::: Extrait du texte

Que le préjudice allégué consistant dans la minoration de l'avantage RCPN servi à l'intéressé est devenu actuel au moment où ce salarié s'est trouvé en droit de prétendre à la liquidation de ses droits , soit en 1990 et son action introduite en novembre 2006, n'était pas atteinte par la prescription de l'article 2262 ancien du Code civil.
Que l'exception soulevée sera rejetée.
Sur le bien fondé de la demande
Attendu que le salarié conteste le mode de calcul opéré par l'employeur de l'avantage RCPN au regard de la lecture de l'article 25 dudit régime, faisant valoir qu'ont été pris en compte des points acquis pendant sa période de préretraite et de chômage subséquent de même que des points attribués « gratuitement » pendant sa période d'activité dans la société NAPHTACHIMIE.
Que pour lui, seuls les points ayant donné lieu à des cotisations de la part de NAPHTACHIMIE peuvent être déduits.

::::::
::: Données présentées

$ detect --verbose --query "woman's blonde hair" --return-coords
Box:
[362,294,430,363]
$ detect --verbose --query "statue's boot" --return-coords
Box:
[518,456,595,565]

::::::

▸ **Tâches à réaliser**:
[a] Répondez aux questions suivantes d'après l'extrait, en mettant chaque réponse sur une ligne avec le même repère.
(i) En quelle année le salarié s'est-il trouvé en droit de prétendre à la liquidation de ses droits ?
(ii) À quelle date son action a-t-elle été introduite ?
(iii) Quel article du régime le salarié invoque-t-il pour contester le mode de calcul de l'avantage RCPN ?
[b] Recopiez fidèlement le passage de l'extrait allant de « Que le préjudice » jusqu'à « soulevée sera rejetée. » inclus.
Les données ci-dessus forment un matériau distinct de l'extrait.

▸ **Corrigé de l'exercice**:
[a]
(i) En 1990.
(ii) En novembre 2006.
(iii) L'article 25.

[b]
Que le préjudice allégué consistant dans la minoration de l'avantage RCPN servi à l'intéressé est devenu actuel au moment où ce salarié s'est trouvé en droit de prétendre à la liquidation de ses droits , soit en 1990 et son action introduite en novembre 2006, n'était pas atteinte par la prescription de l'article 2262 ancien du Code civil.
Que l'exception soulevée sera rejetée.